● Obiettivo 1:
Rispondi a queste domande sul testo che riguarda il negoziato in Medio Oriente:
(a) A quale paese la Spinelli paragona Israele?
(b) In quale vertice è iniziato l'ultimo tentativo americano, e in che data?
(c) Chi è indicato come testa politica del gruppo Hamas?
● Obiettivo 2:
Trascrivi senza alcuna modifica un passo del testo sul negoziato in Medio Oriente: parti dalle parole "Ogni tanto, fra" e fermati dopo "i nostri commenti.".

● Testo estratto:
§ §
Ogni tanto, fra le prediche domenicali di Barbara Spinelli sulla Stampa, protagonista è Israele. Autrice del non dimenticato "Ebrei discolpatevi", la Spinelli paragona Israele al Sud Africa, e ci viene il dubbio che per lei non sia poi del tutto un incubo. Riportiamo interamente l'articolo, inserendo i nostri commenti.
NON è la prima volta che un negoziato di pace rischia di inabissarsi nel sangue, in Medio Oriente, e alcuni sembrano convinti che anche quest’ultimo tentativo americano, iniziato nel vertice di Aqaba il 4 giugno, sia destinato a fallire come tanti altri sforzi precedenti. Non sono concepibili mappe di pace, quando il terrorismo palestinese continua i suoi massacri di civili nelle strade israeliane e si ripromette anzi di moltiplicarli. Non è ancora tempo di pace, se il primo ministro Sharon disconosce la successione di Arafat fino a delegittimarla: l’uccisione di Abdel Aziz Rantisi, che ha preceduto l’attacco kamikaze a Gerusalemme di mercoledì, è un atto di dichiarata sfiducia verso il cambio di guida nell’amministrazione palestinese, e sembra congegnato per minare le intese di Aqaba. È come se Sharon si fosse alleato con l’estremismo palestinese, per dire che il nuovo premier Abu Mazen è un uomo di paglia, che il monopolio legale della violenza appartiene tuttora a Israele, e che ogni piano di pace è una chimera: per questo i governanti d’Israele hanno colpito con le proprie mani Rantisi, testa politica del gruppo terrorista Hamas, senza attendere che Abu Mazen cominciasse a comandare davvero in Palestina.
§ §
● Righe di dati:
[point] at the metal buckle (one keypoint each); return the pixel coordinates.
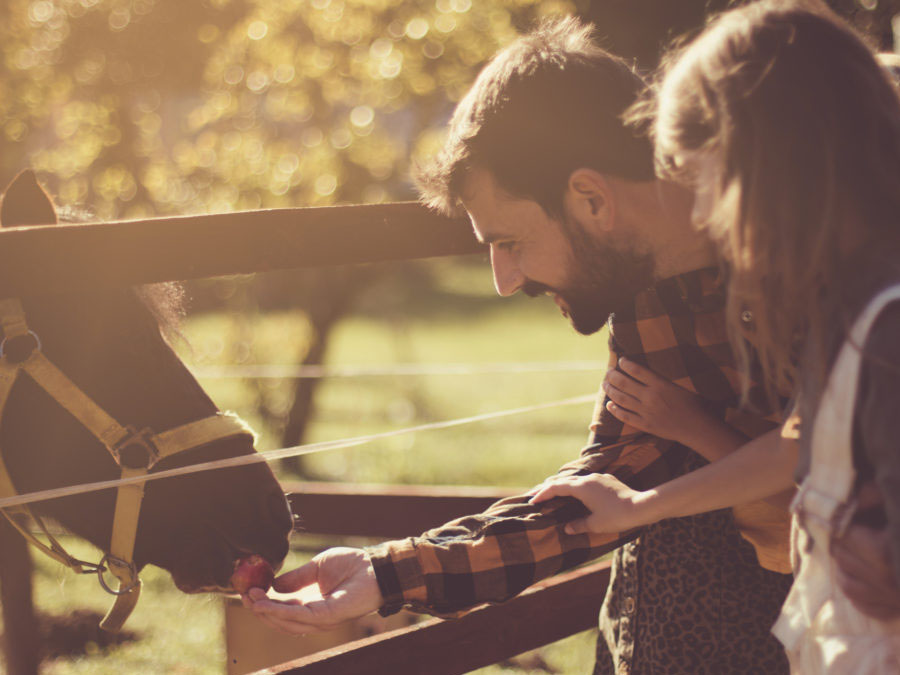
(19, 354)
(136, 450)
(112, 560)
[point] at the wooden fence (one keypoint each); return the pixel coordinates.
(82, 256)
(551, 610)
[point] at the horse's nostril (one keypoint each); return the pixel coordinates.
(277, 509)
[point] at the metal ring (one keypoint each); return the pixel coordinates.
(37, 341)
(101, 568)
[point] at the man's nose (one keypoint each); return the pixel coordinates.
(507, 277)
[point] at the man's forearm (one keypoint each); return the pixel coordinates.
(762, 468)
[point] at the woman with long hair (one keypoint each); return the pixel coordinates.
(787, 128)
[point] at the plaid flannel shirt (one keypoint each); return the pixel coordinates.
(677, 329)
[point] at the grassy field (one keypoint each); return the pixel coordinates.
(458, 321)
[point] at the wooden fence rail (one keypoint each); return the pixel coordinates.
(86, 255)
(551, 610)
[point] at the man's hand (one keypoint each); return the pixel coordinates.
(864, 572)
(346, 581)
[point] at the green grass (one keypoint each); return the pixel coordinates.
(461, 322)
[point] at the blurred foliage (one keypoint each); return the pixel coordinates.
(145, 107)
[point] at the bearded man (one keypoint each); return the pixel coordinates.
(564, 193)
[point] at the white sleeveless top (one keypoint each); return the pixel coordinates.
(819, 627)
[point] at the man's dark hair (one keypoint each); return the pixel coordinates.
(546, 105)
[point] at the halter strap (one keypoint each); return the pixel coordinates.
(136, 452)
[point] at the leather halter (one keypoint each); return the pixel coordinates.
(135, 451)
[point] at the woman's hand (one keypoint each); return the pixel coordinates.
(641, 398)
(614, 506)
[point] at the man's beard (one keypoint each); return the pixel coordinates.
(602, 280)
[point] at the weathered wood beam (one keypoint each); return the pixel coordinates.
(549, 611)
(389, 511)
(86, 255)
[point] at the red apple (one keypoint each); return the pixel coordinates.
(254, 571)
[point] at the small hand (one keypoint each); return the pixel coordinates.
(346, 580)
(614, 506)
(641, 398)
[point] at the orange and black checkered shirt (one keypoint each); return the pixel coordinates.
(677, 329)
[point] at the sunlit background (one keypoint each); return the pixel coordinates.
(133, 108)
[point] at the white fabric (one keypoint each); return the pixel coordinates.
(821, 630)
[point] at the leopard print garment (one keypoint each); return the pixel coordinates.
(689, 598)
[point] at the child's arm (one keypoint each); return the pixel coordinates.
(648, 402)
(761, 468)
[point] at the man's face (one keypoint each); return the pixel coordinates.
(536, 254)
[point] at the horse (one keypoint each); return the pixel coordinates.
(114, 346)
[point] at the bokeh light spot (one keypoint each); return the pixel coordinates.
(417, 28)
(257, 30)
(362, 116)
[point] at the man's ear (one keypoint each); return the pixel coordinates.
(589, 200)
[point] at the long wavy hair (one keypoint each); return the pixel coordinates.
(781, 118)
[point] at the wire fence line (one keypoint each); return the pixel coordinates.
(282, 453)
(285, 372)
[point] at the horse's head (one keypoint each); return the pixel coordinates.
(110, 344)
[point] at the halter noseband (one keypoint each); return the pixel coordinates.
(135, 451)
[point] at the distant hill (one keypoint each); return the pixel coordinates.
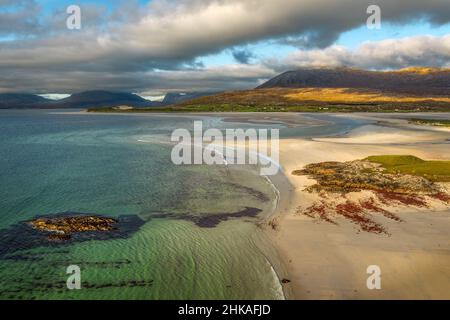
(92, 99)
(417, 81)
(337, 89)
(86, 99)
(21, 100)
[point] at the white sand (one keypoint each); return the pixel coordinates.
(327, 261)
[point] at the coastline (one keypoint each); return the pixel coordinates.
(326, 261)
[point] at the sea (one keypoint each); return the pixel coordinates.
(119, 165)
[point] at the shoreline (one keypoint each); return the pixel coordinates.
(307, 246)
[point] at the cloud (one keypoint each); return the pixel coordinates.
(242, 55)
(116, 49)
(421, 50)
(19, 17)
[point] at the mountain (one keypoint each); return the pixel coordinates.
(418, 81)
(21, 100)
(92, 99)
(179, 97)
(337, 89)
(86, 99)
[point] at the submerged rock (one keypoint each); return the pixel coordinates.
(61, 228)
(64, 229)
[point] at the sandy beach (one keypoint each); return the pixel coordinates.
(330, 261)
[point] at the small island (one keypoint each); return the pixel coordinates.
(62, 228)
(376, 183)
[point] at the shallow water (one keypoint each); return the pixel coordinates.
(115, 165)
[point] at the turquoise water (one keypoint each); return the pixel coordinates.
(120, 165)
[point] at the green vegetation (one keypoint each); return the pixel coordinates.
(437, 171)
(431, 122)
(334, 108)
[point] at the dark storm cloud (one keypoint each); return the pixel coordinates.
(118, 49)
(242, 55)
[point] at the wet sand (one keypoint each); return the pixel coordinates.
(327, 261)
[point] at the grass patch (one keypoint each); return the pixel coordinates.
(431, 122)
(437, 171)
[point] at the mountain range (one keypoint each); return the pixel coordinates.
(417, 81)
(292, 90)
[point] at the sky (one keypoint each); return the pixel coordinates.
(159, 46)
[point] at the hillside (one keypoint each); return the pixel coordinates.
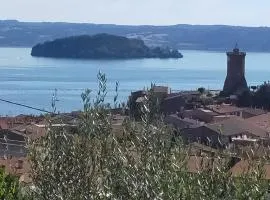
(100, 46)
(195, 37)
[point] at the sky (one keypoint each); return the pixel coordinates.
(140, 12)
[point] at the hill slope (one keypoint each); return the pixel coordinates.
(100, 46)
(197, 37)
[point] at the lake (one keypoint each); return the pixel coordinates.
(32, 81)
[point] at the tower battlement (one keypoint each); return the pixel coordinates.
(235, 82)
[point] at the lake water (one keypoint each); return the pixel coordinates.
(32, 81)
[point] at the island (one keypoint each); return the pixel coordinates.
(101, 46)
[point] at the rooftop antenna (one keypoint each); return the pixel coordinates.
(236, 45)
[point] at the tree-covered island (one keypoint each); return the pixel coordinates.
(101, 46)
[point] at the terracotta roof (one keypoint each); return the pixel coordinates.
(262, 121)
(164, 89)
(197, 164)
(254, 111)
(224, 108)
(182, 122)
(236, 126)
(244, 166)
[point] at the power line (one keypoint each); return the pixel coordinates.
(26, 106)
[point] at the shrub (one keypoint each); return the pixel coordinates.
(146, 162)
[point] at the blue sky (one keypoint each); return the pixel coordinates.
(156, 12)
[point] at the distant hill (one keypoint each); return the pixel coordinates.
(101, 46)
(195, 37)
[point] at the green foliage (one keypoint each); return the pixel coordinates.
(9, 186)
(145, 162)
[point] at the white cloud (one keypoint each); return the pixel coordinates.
§ §
● Risposta completa 1:
(a) Al Sud Africa.
(b) Nel vertice di Aqaba, il 4 giugno.
(c) Abdel Aziz Rantisi.

● Risposta completa 2:
Ogni tanto, fra le prediche domenicali di Barbara Spinelli sulla Stampa, protagonista è Israele. Autrice del non dimenticato "Ebrei discolpatevi", la Spinelli paragona Israele al Sud Africa, e ci viene il dubbio che per lei non sia poi del tutto un incubo. Riportiamo interamente l'articolo, inserendo i nostri commenti.